In full and without change, transcribe the records below.
#### RECORDS SUPPLIED ####
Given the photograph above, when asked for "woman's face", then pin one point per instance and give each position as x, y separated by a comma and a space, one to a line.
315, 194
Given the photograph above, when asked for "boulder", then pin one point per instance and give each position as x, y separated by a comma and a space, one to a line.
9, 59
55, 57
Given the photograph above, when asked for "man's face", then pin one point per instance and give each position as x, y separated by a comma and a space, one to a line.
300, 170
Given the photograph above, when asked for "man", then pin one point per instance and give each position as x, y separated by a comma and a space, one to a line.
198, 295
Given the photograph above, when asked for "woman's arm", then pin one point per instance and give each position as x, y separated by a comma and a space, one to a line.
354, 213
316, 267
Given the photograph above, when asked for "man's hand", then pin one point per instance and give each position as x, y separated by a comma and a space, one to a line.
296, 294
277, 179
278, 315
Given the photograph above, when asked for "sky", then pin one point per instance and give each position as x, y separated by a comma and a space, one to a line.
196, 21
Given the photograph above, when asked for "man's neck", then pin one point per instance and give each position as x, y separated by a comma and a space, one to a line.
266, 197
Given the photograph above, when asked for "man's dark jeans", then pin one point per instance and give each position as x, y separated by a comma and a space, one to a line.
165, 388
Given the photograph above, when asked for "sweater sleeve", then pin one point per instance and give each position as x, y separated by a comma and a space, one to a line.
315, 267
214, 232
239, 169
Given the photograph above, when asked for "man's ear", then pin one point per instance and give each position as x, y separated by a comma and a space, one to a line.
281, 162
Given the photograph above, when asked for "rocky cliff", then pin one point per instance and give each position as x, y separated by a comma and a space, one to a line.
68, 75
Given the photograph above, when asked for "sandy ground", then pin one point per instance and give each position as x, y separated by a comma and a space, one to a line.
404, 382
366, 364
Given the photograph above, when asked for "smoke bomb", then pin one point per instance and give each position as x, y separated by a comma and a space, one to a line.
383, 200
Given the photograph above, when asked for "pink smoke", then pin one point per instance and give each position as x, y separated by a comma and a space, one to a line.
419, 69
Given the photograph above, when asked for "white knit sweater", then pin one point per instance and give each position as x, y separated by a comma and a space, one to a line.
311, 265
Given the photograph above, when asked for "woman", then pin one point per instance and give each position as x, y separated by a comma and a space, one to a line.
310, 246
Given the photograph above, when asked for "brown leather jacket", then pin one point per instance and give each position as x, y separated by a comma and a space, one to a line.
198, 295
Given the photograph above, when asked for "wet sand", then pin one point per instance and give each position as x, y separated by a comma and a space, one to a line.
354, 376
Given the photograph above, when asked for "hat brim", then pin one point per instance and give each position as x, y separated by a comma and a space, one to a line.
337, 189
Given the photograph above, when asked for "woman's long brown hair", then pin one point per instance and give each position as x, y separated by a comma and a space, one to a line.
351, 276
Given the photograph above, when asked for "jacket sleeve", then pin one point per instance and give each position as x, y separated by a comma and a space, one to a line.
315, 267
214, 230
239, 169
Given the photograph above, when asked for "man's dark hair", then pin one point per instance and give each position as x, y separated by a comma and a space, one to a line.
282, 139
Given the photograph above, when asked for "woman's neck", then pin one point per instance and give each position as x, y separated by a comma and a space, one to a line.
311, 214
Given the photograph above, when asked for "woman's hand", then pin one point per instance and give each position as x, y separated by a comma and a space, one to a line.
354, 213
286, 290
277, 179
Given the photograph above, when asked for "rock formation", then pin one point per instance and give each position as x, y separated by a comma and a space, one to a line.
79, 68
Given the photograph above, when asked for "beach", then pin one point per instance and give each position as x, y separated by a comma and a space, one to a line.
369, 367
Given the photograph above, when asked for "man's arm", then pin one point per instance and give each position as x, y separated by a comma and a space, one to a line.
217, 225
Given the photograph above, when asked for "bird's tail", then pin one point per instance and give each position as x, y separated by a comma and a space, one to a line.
####
RESPONSE AREA:
Given the photograph above, when asked for "woman's face", then pin one point per instance and give each position as x, y separated by a comma and a space, one to a line.
315, 194
Given the photograph above, when asked for "boulder", then pin one point per instance and give each position as x, y separated by a comma and a space, one to a line.
9, 59
55, 57
Given the photograph above, when asked for "man's face", then pin one point per instance and give each position as x, y separated by a comma and a space, one to a line.
300, 170
Given the photograph above, when asked for "man", then pin one point per instance and give each position as x, y separated by a comma and a space, one to a line.
198, 295
Given the photograph above, when asked for "woman's arm", then pin one point per instance and give each position as x, y separated by a comma and a space, one to a line.
354, 213
316, 267
Given the photograph above, when asked for "man's hand", then pin one point per instance and give each position as x, y separated by a comma and a space, one to a line.
296, 294
277, 179
278, 315
Given the photograph above, when asked for "sky", then pin one point per instance and give each position as x, y separated by a comma and a space, one to a line.
196, 21
Given the photograph above, when asked for "man's neck", then pin one point per instance and give each position as x, y separated by a comma and a space, one to a line.
266, 197
Given the photograph above, when asked for "man's dark jeans", then pin one point per instance and give each position as x, y separated by a comma and a space, one to a line.
165, 388
Given the photograph above, when asked for "sweater sleeve", then pin one point per instance and give each position as x, y separated by a comma and a space, one to a line.
315, 267
214, 232
239, 169
Given the photograph above, when asked for "man's ear", then pin one point per instance and give each position as x, y separated by a comma and a space, one to a line.
281, 162
Given the photograph above, when asked for "rocky cliff", then pin one point per instance and give each position as x, y separated by a comma and a space, one to a line.
68, 75
Given the photograph above, when asked for "sandy ground", then pin one point per instance and give each position as x, y separated by a comma and a space, one to a line.
404, 382
366, 364
Given the photograph above, when asked for "smoke bomb", then pin one point per instance and give each position as x, y separated by a comma and a space, one to a line.
383, 200
Given the photograph above, when asked for "pink smoke", then pin one point per instance and give each position as x, y separated by a comma and a space, one to a line.
419, 69
Given the photograph above, when asked for "white knit sweater", then pin one point per instance and give each position as x, y separated by a comma and a space, one to a line.
311, 265
Given the photograph above, when asked for "woman", then pin one point per instance and give each position as x, y separated by a comma and a space, one to a line.
310, 246
Given the photograph above, when asked for "brown leather jacket", then pin one point per instance and give each position as x, y separated by a comma and a space, one to a line.
198, 295
Given the photograph above, when asked for "wet sand", then pin one point per instance and give each position as x, y separated by a comma and a space, one to a line.
354, 376
Given the photograph above, when asked for "hat brim", then pin one point per instance and give each position as x, y separated by a comma and a space, one to a line.
337, 189
Given the photograph above, when asked for "woman's long brown hair", then pin one point per instance and give each position as x, y separated by a comma and a space, one to a line.
351, 276
Given the photograph above, when asked for "jacket sleeve", then pin one point per instance and give each position as x, y separated by a comma and a space, one to a line.
315, 267
214, 230
239, 169
Given the photograph above, when asked for "man's dark hair", then pin one point per instance and give each position as x, y separated by a comma and a space, one to a line.
282, 139
Given the photograph above, when asked for "woman's neck", then pin one point per instance and give each position as x, y separated by a comma and a space, one to a line.
311, 214
Given the photograph above, when asked for "woman's hand", then pin one point per instance and give each position as x, y separated by a comma and a space, one to a line.
354, 213
286, 290
277, 179
Given the photograph above, when asked for "rock formation", then pin one point per instance and give each position as x, y separated by a comma and a space, one to a line.
79, 68
Given the photograph above, when asked for "beach", then pin one point per instance and give each position as x, y separated by a comma and a space, one to a line.
369, 367
Given the photograph above, when asked for "man's arm", then pin one point per instance and give each position as x, y separated by a comma and a space, one to a line.
217, 225
Given the photograph above, when asked for "bird's tail", then pin one point per instance and give each position as x, y separated by a comma and a space, one to a line.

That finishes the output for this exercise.